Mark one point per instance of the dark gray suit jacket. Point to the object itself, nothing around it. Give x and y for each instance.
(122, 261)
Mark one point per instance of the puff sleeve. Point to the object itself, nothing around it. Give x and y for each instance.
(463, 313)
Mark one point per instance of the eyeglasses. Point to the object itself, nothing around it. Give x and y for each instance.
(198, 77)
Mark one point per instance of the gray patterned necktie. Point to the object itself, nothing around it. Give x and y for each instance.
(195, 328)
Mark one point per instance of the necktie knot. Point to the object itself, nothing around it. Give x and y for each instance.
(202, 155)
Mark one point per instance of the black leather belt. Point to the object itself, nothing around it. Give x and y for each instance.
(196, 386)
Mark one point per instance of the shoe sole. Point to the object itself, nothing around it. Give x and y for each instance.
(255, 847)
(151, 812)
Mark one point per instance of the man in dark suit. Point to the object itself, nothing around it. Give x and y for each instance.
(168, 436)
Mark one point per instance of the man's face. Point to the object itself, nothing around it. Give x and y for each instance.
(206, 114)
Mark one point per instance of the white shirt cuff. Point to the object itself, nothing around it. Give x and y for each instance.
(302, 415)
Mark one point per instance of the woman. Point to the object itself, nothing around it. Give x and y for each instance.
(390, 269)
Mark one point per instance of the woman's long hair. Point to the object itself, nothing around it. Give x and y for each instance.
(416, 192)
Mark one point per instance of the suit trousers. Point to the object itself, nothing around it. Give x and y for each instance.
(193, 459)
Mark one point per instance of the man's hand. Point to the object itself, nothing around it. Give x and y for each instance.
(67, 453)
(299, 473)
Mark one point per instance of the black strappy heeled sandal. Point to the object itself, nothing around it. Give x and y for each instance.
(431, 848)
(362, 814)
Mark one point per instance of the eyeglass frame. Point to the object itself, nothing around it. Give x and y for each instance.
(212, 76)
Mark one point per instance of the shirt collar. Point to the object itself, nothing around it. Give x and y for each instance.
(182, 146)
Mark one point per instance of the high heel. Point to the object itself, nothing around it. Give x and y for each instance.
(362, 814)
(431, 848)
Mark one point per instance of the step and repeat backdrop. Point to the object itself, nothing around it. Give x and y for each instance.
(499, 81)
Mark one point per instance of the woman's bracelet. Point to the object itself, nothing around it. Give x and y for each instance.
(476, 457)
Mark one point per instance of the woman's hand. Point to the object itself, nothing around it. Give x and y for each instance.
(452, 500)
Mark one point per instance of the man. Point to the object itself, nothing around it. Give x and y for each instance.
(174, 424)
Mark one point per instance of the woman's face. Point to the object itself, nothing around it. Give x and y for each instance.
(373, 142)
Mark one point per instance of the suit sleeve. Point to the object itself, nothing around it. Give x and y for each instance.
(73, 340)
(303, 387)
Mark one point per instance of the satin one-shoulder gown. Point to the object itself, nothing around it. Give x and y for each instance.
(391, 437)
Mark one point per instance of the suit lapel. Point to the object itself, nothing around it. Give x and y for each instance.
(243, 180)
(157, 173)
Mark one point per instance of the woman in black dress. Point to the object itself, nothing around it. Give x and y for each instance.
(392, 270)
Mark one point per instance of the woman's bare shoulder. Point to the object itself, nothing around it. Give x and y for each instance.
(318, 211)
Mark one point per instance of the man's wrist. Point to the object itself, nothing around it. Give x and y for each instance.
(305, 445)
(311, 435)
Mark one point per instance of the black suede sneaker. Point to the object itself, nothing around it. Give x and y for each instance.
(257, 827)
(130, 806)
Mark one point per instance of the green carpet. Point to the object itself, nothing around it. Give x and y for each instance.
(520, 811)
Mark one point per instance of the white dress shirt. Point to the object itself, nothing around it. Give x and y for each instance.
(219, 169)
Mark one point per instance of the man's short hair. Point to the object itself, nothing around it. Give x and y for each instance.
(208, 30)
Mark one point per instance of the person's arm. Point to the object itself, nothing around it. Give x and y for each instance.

- [Task brief] Output the full listing again, exactly as it stands above.

- [Solution]
Mark one point per instance of the dark gray suit jacket. Point to the object itself, nothing around it. Give x and y for each instance.
(122, 261)
Mark one point per instance of the puff sleeve. Point to the object itself, nothing around it. Give x and y for each instance.
(463, 313)
Mark one point per instance of the eyeglasses. Point to the object itself, nothing around it. Give x and y for each instance.
(198, 77)
Mark one point per instance of the gray patterned necktie. Point to the object itself, nothing around it. Give x and y for each instance.
(195, 328)
Mark one point per instance of the necktie knot. Point to the object itself, nothing around it. Give x and y for each instance.
(202, 155)
Mark one point per instance of the black leather belt. Point to the object itself, nothing around it. Give x and y for each instance.
(196, 386)
Mark one point per instance of the shoe sole. Point to the object itself, nothing around it. Give x and y for each instance.
(255, 847)
(151, 812)
Mark one point per instance of the man in dark suit. Point to the object itself, nothing around it. Give x and y for each instance.
(168, 436)
Mark one point per instance of the man's face. Point to the object itself, nothing around it. Give x and y for each instance.
(206, 114)
Mark one point per instance of the white shirt cuff. Point to the object itself, nothing around it. Give x and y for each instance.
(302, 415)
Mark one point per instance of the woman. Point to the object itself, nothing around it. Give x and y for each instance.
(390, 269)
Mark one point per instance of the woman's long hair. Point to the object itself, nothing around it. Give x and y for each instance.
(416, 192)
Mark one point per instance of the suit trousers. Point to the object itself, nothing around it. Give x and y for each instance.
(193, 459)
Mark one point per instance of the man's hand. Point to the object itself, nothing around it. Give x and y for each instance.
(67, 453)
(299, 473)
Mark one point per instance of the black strappy heeled sandal. Point to the object itself, nothing around it. Give x and y for each instance.
(431, 848)
(362, 814)
Mark one point per instance of the eyeglass frame. Point to the object itself, nothing around it. Give x and y for each instance.
(212, 76)
Mark one point per instance of the shirt collar. Point to the object itself, nothing around it. Give x and y for each instance.
(182, 146)
Mark one point per instance of the high heel. Point to the object itself, nothing around it. Give x and y for each instance.
(362, 814)
(431, 848)
Mark one point per instance of the step and repeat backdrop. Point to the object itself, nothing around it. Give x and y for each instance.
(499, 81)
Mark one point per instance of the woman's bracelet. Point to the object itself, nothing around it. Give x and y for each instance.
(476, 457)
Mark one point per instance of the woman's hand. Point to the object itself, nothing around it. Give x and y for each instance.
(452, 500)
Mark one point per instance of the man. Point to the object itself, nothing around it. Give x and y for each instance.
(174, 424)
Mark one point per instance of the woman's face. Point to the object itself, nothing around it. Give x and y for each instance.
(373, 142)
Mark one point per instance of the suit sleeve. Point to the object itself, nothing around it. Give x and y for each instance.
(73, 340)
(303, 387)
Mark one point per instance of the satin one-shoulder gown. Point to the object itself, nothing around it. Give x and y for each instance.
(391, 437)
Mark one point per instance of the suit lapel. Point to the object itself, nothing around it. Give x and y for each instance.
(243, 180)
(157, 173)
Mark one point per instance of the woman in black dress. Point to the object itself, nothing around it. Give x and y for each instance.
(392, 270)
Mark one point per instance of the woman's bare shoulder. Point to the object itself, nothing around it. Give x and y for each instance.
(318, 211)
Mark one point per instance of the man's wrist. Point to the object itself, nothing around it. Give x and y for each instance.
(305, 445)
(311, 435)
Mark one point per instance of the black suede sneaker. Point to the object itself, nothing around it. Give x and y for each instance.
(257, 827)
(130, 806)
Mark one point per instance of the green carpet. Point to the object itself, nothing around it. Give x and y for each instance.
(520, 811)
Mark one point per instance of the white dress shirt. Point to the object itself, nothing around it. Give x and y for each instance.
(219, 169)
Mark one point per instance of the man's short hair. Point to the object itself, nothing around it. Give x and y for each instance.
(208, 30)
Mark one point per instance of the person's arm. Point to the object itself, nothing around it. Give x and y for each instance.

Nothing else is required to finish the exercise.